**Consigne:**
Dans le texte ci-dessous sur la projection du public, expliquez pourquoi il faudrait normalement beaucoup d'avant-premières. Répondez en une à trois phrases.

Bon, je suis dans le train (le 18h28, le samedi – que je conseille : il est direct et il est vide) et j’ai fini la mini bouteille de rosé qui s’appelle Just. Just, Just rosé, produce of France. Avec amitié






* Evidemment, c’est un état d’ultra sensibilité, comme j’ai dit, et donc la projection du public est une action massive. Quand je suis seul avec Thomas, ce que je projette est d’une énorme importance et quand, tout d’un coup, il y a beaucoup d’public, il y a du public, évidemment, c’est considérable. Donc c’est pour ça qu’il faut beaucoup d’avant-premières, normalement, en fait, pour… devenir une star parce que « devenir une star », c’est ça, c’est comment travailler la projection du public, en fait. Dans cette représentation unique, par exemple, Thomas, parfois, avait l’air d’un clown (comme avec une perruque de clown). Ce qui m’a donné l’impression, comme ça, qu’il forçait l’accent. Mais, si ça s’trouve, c’était simplement le public qui projetait – d’ailleurs y a eu des rires à ces moments-là – qui projetait quelque chose. C’était quelque chose qui n’était pas apparu pendant les répétitions et qui d’ailleurs était en soi absolument intéressant.

Entrées enregistrées
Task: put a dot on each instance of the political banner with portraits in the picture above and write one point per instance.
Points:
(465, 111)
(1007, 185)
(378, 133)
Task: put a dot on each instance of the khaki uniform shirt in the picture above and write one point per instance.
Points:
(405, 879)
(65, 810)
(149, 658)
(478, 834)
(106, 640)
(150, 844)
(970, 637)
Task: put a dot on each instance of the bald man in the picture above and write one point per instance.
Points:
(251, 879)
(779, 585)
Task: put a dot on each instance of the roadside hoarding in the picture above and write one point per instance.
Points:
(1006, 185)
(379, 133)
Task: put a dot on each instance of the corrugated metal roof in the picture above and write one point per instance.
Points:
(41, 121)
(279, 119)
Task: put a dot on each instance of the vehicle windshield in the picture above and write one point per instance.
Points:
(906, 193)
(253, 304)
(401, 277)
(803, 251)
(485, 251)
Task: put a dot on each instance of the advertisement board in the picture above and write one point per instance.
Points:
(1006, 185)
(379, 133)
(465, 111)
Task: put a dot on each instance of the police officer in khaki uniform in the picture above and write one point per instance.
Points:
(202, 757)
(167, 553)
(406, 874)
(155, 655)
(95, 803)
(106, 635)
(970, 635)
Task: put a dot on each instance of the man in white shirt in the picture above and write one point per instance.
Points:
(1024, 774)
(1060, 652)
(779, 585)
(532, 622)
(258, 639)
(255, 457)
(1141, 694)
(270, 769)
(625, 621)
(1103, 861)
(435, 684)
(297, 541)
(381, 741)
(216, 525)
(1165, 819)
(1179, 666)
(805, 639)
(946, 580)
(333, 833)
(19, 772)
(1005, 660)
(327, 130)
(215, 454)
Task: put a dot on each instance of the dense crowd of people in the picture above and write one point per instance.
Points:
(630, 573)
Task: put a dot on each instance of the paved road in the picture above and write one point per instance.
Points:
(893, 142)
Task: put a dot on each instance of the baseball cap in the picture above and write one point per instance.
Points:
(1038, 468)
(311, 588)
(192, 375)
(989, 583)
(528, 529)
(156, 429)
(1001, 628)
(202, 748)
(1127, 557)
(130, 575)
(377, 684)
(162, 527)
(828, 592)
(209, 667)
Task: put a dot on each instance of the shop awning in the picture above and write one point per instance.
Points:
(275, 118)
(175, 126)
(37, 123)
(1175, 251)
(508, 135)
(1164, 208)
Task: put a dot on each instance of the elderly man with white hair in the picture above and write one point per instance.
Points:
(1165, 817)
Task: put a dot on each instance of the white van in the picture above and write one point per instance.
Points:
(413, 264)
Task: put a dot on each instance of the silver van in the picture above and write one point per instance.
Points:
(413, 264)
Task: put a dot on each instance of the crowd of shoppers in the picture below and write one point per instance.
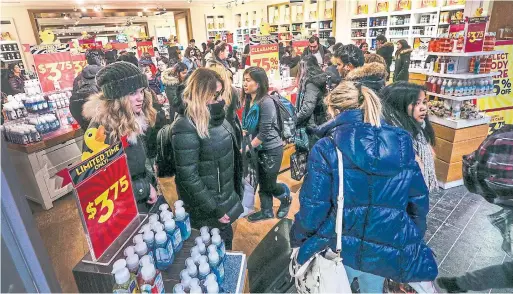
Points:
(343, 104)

...

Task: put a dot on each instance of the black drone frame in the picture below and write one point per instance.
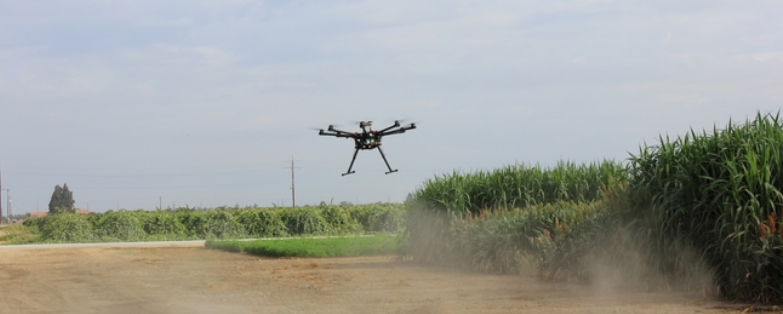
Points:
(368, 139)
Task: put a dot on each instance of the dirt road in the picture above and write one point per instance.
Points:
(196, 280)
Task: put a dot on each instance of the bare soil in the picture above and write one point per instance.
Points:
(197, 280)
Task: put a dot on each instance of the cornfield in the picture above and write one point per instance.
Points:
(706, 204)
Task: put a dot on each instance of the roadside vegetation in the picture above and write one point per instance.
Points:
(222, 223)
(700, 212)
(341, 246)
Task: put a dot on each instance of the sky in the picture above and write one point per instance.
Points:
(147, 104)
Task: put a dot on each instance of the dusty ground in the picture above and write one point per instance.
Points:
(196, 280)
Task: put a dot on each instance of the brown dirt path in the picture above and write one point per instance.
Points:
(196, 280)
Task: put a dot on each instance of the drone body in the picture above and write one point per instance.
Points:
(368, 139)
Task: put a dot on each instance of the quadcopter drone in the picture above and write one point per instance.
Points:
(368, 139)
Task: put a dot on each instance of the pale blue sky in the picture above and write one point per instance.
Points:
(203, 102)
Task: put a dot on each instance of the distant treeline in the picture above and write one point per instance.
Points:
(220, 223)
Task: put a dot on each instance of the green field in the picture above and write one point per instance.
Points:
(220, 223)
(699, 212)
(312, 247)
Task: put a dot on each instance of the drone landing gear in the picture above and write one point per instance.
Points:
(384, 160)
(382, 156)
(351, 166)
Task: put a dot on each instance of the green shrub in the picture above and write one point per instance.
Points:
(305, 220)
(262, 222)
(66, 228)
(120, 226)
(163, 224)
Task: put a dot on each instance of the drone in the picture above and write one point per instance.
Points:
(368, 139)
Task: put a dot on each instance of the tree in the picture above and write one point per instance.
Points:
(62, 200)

**Corrigé:**
Selon le texte, « devenir une star », c'est apprendre à travailler la projection du public. Dans cet état d'ultra sensibilité, la projection du public est une action massive : elle devient considérable dès qu'il y a beaucoup de public. Les avant-premières permettent donc de s'y exercer.